Your task:
Please rewrite the material from the line containing "Guideline: for every instance of the green foliage, the" through the end, changing "innermost" to "central" and leaving everything else as it is.
[Start Dataset records]
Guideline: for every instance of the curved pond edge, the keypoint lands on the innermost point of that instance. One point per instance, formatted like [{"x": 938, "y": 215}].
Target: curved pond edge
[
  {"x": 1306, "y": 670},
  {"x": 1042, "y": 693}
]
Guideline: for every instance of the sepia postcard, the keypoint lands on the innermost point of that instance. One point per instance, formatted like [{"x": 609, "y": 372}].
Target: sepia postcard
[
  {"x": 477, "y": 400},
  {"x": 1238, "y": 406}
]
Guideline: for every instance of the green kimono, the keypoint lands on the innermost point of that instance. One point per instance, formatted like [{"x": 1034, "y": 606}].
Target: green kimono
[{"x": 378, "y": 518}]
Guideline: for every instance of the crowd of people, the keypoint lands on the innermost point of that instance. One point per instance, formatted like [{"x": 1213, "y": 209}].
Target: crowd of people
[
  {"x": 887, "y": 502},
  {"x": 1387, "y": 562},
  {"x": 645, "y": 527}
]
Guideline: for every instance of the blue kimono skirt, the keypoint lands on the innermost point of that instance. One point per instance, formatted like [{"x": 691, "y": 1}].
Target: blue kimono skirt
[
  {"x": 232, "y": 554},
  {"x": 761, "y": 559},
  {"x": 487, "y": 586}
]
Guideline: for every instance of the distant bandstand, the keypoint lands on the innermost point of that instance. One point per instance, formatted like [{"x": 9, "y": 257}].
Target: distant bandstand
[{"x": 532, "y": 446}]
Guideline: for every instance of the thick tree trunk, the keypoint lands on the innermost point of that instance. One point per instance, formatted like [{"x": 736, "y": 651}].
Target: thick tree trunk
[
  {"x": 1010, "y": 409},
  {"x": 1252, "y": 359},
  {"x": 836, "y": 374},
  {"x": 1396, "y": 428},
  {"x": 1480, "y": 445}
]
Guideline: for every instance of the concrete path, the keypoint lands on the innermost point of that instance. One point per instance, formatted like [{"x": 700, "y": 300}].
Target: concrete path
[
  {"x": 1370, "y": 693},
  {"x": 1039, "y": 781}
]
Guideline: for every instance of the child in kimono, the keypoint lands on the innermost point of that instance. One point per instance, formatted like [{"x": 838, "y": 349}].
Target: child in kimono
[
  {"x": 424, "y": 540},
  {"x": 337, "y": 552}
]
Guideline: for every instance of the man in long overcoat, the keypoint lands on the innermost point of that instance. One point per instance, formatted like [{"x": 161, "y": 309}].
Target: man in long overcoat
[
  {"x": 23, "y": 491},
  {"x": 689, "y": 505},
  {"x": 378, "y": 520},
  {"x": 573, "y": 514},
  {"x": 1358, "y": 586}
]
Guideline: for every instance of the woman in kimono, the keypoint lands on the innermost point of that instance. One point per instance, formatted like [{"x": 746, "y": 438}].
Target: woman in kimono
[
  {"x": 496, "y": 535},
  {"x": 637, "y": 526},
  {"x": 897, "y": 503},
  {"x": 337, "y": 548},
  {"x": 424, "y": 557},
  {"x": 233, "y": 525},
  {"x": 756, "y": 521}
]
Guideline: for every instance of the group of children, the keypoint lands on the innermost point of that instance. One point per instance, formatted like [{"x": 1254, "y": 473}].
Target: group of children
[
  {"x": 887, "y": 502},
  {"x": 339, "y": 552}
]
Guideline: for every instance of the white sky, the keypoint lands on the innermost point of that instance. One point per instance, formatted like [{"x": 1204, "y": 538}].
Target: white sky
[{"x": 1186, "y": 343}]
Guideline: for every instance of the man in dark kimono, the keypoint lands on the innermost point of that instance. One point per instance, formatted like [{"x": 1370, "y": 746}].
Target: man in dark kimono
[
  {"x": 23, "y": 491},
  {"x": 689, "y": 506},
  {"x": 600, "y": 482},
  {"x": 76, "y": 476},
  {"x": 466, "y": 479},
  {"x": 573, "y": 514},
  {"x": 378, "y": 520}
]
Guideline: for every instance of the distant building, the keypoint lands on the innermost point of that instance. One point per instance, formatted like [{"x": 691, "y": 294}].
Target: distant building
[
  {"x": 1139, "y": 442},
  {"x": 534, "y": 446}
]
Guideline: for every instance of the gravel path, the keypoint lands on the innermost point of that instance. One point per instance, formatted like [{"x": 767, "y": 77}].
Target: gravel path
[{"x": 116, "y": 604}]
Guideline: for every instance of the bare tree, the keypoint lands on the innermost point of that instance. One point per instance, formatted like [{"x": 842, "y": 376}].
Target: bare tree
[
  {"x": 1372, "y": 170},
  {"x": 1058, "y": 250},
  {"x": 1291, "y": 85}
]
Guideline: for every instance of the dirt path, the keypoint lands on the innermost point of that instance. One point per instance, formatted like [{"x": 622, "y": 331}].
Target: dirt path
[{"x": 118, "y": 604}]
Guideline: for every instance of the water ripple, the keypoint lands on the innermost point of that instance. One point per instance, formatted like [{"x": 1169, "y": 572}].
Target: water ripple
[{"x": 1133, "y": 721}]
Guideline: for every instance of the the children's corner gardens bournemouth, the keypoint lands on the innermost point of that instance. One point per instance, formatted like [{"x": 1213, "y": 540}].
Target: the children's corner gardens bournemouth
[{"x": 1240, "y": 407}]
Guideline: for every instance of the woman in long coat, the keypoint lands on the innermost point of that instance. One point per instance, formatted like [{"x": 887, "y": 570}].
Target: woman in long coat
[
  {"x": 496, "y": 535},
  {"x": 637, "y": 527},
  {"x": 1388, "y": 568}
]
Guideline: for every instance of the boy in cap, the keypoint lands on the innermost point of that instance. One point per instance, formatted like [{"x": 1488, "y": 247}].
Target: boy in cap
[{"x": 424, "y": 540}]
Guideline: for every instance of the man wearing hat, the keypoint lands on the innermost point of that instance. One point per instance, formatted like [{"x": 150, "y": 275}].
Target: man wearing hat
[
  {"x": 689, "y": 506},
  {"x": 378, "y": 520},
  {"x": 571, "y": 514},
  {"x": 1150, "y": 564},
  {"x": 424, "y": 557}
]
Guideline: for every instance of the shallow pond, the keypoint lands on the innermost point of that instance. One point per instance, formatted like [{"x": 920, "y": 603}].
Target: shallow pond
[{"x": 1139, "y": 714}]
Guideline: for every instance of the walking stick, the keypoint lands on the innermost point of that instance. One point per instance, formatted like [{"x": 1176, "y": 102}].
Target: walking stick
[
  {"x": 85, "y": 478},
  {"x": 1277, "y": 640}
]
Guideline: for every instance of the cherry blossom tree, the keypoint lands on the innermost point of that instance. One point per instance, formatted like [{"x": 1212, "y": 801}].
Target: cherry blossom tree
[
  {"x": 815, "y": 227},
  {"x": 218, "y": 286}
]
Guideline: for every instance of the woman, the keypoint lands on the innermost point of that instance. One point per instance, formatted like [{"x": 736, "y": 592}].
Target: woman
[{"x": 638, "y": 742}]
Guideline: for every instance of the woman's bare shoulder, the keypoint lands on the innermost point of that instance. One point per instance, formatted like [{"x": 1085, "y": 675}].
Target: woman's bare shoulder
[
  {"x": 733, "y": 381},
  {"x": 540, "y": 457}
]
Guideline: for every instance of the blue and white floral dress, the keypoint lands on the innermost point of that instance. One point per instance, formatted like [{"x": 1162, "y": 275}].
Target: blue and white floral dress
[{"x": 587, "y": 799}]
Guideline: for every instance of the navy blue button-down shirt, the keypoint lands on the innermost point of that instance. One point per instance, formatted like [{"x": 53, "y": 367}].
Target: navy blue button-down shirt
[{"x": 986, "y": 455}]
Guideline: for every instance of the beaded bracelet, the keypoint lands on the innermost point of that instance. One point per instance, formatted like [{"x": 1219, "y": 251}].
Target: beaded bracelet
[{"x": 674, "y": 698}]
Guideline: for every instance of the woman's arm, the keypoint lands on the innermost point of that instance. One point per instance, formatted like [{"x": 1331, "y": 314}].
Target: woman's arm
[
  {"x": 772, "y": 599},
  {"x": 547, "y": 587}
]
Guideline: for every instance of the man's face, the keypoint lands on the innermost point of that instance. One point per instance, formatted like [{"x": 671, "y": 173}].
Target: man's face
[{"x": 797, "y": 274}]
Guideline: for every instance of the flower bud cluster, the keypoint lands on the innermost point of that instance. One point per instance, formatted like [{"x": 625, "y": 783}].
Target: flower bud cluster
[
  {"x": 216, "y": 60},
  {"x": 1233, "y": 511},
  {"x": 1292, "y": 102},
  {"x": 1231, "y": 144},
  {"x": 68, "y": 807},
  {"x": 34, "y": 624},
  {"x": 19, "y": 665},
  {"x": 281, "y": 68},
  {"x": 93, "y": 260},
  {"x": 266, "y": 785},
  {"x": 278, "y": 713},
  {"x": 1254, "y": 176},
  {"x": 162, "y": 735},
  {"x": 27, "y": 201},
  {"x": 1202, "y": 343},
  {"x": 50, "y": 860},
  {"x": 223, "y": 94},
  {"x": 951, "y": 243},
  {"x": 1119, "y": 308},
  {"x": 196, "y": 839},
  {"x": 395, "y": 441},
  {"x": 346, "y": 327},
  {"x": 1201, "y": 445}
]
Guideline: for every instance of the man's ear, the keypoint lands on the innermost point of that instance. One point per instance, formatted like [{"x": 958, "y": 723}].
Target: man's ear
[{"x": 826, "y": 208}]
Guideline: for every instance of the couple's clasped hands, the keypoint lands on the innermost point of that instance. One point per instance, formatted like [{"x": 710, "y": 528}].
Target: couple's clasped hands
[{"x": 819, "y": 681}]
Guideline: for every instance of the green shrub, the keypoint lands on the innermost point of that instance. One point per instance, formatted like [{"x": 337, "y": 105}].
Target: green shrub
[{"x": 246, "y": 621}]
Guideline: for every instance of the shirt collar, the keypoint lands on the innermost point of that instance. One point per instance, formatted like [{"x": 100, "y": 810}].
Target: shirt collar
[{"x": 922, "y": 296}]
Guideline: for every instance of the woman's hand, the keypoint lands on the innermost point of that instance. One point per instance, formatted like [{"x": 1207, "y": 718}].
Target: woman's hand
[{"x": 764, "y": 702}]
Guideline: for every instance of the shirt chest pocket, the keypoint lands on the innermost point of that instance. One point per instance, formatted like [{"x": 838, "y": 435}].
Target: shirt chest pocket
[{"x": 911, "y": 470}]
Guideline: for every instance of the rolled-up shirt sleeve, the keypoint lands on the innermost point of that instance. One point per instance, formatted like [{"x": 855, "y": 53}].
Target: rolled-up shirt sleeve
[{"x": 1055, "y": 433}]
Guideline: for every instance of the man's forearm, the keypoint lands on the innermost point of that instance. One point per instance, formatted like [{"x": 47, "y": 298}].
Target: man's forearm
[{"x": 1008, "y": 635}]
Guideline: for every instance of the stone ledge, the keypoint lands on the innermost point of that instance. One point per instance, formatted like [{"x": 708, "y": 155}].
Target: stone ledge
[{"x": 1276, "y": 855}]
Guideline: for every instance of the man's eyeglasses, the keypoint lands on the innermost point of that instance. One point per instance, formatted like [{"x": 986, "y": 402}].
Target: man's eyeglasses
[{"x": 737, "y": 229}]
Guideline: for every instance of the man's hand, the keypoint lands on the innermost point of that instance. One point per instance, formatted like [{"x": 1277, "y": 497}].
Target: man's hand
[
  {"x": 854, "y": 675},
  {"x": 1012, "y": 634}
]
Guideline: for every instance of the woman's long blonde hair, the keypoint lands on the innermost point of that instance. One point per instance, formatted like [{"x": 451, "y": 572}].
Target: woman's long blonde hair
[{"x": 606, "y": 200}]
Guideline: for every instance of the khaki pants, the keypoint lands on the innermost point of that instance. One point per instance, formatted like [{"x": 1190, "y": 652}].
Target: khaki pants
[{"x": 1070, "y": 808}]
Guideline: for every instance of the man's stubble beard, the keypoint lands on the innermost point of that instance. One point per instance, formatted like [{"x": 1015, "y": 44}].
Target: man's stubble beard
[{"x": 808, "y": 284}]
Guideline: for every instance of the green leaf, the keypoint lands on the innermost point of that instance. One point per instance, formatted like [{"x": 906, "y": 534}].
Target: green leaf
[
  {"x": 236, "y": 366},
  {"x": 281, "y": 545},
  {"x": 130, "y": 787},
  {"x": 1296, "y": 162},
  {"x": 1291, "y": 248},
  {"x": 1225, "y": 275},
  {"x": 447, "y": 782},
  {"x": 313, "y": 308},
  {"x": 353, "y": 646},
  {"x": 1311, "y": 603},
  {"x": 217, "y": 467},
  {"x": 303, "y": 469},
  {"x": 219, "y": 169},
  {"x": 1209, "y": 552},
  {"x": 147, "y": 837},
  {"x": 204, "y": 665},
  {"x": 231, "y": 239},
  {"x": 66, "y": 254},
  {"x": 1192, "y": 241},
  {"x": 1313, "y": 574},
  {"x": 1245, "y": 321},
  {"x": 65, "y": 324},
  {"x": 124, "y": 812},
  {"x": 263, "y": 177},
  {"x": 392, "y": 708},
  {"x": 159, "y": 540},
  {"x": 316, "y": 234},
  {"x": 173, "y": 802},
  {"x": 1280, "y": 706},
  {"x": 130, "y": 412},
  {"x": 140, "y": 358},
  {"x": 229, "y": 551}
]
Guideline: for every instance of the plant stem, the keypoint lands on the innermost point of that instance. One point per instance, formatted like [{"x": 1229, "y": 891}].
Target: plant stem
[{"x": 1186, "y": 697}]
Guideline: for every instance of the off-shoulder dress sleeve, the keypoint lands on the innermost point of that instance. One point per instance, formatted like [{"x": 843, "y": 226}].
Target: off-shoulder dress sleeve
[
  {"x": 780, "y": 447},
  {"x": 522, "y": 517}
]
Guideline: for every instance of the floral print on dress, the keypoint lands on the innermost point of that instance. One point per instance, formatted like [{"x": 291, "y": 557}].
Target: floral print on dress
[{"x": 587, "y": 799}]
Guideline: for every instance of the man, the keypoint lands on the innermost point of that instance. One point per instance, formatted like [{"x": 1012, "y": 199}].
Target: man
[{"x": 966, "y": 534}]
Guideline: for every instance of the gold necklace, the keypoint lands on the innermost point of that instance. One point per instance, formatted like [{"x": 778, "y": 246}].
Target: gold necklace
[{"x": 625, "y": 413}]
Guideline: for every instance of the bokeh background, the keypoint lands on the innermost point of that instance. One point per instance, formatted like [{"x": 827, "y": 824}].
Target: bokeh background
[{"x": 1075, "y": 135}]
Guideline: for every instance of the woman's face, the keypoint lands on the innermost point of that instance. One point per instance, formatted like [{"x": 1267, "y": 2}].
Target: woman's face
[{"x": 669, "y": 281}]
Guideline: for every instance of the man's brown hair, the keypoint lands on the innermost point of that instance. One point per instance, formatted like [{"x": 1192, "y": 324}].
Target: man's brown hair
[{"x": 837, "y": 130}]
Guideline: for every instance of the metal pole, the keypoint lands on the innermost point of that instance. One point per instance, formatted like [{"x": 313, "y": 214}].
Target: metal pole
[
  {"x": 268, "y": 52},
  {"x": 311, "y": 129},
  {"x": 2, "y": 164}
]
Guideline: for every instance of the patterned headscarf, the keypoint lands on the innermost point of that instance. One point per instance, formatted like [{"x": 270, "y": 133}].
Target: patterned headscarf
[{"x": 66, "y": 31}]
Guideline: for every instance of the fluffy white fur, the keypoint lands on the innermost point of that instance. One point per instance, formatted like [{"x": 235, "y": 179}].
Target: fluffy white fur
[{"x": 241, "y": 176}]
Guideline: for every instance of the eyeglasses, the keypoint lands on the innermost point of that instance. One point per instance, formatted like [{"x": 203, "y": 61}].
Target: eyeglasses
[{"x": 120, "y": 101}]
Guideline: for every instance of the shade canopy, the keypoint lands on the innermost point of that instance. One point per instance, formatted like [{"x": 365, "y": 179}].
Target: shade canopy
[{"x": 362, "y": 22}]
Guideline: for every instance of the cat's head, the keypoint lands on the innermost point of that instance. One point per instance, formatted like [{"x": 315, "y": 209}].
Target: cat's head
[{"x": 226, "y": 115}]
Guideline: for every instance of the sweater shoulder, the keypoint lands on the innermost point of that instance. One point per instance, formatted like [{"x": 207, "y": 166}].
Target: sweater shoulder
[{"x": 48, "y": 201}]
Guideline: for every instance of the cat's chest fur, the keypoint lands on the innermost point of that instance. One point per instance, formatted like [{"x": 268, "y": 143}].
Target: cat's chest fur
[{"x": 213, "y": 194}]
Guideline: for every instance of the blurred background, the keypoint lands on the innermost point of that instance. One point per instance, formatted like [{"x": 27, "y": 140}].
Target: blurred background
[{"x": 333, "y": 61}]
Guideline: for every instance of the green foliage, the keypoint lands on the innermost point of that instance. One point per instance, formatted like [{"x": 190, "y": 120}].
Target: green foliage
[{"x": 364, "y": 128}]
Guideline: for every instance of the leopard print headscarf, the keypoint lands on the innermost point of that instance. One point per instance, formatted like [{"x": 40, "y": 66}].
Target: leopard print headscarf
[End Dataset records]
Problem solution:
Guideline: for every instance of the green foliage, the keypoint lands on the central point of that instance. One point per instance, formatted like [{"x": 190, "y": 120}].
Target: green foliage
[{"x": 364, "y": 128}]
Guideline: for every instance of the leopard print headscarf, the keypoint lands on the central point of that instance. One point per instance, formatted like [{"x": 40, "y": 66}].
Target: leopard print headscarf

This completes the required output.